[Stored items from a collection]
+ + + + + + +

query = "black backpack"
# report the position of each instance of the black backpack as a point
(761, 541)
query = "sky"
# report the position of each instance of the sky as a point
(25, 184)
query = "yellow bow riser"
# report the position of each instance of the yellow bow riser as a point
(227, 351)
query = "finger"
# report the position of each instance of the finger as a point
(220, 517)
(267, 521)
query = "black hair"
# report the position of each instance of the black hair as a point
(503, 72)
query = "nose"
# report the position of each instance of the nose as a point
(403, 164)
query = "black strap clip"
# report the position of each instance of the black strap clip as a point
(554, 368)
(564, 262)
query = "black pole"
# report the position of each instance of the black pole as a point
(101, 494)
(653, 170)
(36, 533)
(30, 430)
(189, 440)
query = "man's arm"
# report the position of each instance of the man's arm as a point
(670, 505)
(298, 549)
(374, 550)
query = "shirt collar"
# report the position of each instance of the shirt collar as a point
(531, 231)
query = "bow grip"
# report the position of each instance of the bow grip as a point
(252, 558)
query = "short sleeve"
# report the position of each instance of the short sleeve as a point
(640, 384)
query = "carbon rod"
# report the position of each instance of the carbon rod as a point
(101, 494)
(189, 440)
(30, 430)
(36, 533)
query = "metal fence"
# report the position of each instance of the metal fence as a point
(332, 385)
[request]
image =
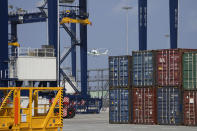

+ + + + + + +

Output the records exactly, and let none of their pictures appear in the copy.

**YOUR RESPONSE**:
query = "black backpack"
# report the position of each instance of the black backpack as a point
(761, 541)
query = "sky"
# report the position of each instance of the sky as a point
(25, 184)
query = "yellow bow riser"
# report the position of each instance of the yellow bow riser as a point
(227, 351)
query = "finger"
# report the position of each instance of the finger as a point
(220, 517)
(267, 521)
query = "black hair"
# report the position of each instance of the black hair as a point
(503, 72)
query = "nose"
# report the position of each instance of the nose as a point
(403, 164)
query = "black strap clip"
# report the position of each instance of the black strap clip as a point
(554, 368)
(564, 262)
query = "black pole"
# report the position of each instance of the black pole as a point
(101, 494)
(653, 170)
(36, 533)
(30, 430)
(189, 440)
query = "man's arm"
# report the position of each instance of the man's arm as a point
(670, 505)
(298, 549)
(374, 550)
query = "shirt collar"
# report the position of each instance of the shirt collar as a point
(531, 231)
query = "bow grip"
# report the position of each instance of the bow grip as a point
(252, 558)
query = "short sleeve"
# report the position of each instance of the short sleeve as a point
(640, 384)
query = "carbon rod"
# report the position of each instance of the carbon rod as a point
(101, 494)
(189, 440)
(30, 430)
(36, 533)
query = "metal fence"
# report the position of each instance of the metal fence as a point
(332, 385)
[request]
image =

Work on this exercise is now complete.